Consigne donnée
Dans l'extrait de page, renvoyez mot pour mot, s'il vous plaît, le passage qui commence aux mots contenant « Comme d’habitude, j’ai » et s'arrête après « la traduction française ! ».

Extrait de page
>>

Les petits Jésus de cire

 


Comme d’habitude, j’ai eu du mal à me traîner à l’église, et j’ai manqué les vigiles, la veille. Je vais à la liturgie de l’aube chantante, c’est plus rapide, il y a moins de monde, l’acoustique est meilleure. Je n’avais pas grand chose à confesser car j’ai communié il y a trois jours. Mais j’y suis allée quand même, pour ne pas traumatiser le père Alexeï, et j’ai oublié de lui dire le seul truc qui me tracassait vraiment, d’avoir manqué les vigiles la veille. 

Quand je suis sortie, le ciel commençait à peine à s'éclairer, derrière les coupoles.

C’était l’évêque qui officiait. Me voyant, au moment des prières de remerciements, avec le petit bouquin du père Placide, il s’est exclamé, ravi : « Oh mais que vois-je ? Vous avez la traduction française !

<<

Extrait de données
>>

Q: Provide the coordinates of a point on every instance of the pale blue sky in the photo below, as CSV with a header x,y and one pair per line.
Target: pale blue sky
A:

<<

Réponse complète
Comme d’habitude, j’ai eu du mal à me traîner à l’église, et j’ai manqué les vigiles, la veille. Je vais à la liturgie de l’aube chantante, c’est plus rapide, il y a moins de monde, l’acoustique est meilleure. Je n’avais pas grand chose à confesser car j’ai communié il y a trois jours. Mais j’y suis allée quand même, pour ne pas traumatiser le père Alexeï, et j’ai oublié de lui dire le seul truc qui me tracassait vraiment, d’avoir manqué les vigiles la veille. 

Quand je suis sortie, le ciel commençait à peine à s'éclairer, derrière les coupoles.

C’était l’évêque qui officiait. Me voyant, au moment des prières de remerciements, avec le petit bouquin du père Placide, il s’est exclamé, ravi : « Oh mais que vois-je ? Vous avez la traduction française !